(WRITTEN PROBLEM): Copy out the following lines word for word, starting at the line that contains "QA review pass — verify and re-annotate all instances of welder" and ending with the line that contains "[[184, 15, 400, 232]]", both included.

(DATA TO USE):
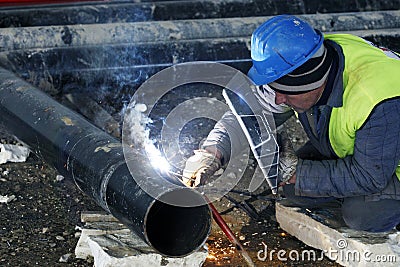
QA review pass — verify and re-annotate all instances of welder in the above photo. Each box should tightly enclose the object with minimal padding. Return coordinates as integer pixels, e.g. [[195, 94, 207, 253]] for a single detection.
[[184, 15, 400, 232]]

--

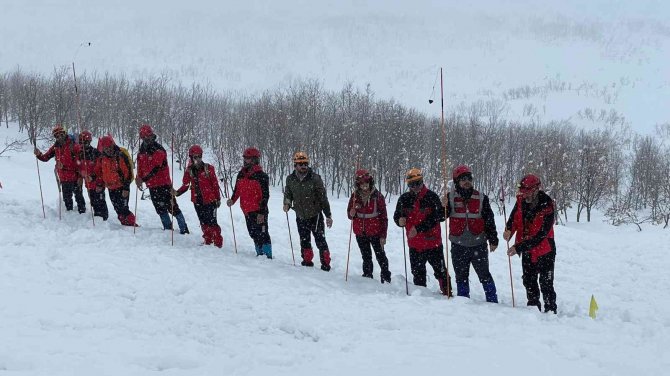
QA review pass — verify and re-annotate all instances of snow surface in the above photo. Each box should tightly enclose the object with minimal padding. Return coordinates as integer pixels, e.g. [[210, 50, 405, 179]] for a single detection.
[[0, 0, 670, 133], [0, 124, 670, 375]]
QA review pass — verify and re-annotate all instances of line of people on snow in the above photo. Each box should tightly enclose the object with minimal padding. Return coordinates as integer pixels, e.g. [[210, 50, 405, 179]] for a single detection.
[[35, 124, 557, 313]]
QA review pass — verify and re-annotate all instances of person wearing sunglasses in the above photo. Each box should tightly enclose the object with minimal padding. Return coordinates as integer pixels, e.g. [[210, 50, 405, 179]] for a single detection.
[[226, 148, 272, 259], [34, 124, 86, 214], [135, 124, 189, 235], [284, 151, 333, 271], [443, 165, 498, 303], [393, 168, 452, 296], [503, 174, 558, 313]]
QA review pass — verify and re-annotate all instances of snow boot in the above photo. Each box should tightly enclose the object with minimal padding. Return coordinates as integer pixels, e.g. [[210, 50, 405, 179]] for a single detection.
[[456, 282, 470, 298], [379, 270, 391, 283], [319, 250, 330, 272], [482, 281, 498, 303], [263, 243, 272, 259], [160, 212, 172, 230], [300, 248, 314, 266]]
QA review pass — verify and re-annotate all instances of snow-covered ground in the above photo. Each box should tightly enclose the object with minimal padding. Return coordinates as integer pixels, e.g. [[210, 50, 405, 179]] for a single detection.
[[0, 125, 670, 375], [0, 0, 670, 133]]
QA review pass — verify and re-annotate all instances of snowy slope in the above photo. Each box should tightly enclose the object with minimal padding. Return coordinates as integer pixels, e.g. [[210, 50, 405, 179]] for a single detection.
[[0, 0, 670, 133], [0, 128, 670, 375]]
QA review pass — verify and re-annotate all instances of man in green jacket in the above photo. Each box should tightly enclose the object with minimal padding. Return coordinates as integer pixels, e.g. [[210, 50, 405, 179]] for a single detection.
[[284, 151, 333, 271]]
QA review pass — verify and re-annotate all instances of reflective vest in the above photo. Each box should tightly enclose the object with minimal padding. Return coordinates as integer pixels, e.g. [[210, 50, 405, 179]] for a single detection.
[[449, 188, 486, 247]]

(COMPLETED EXERCISE):
QA review pass — verify and re-annotate all instances of welder in the above photo. Each box should tightly enclose the object with minimal padding. Return coordinates as integer pixels, e.g. [[195, 94, 207, 253]] for a single detection.
[[184, 15, 400, 232]]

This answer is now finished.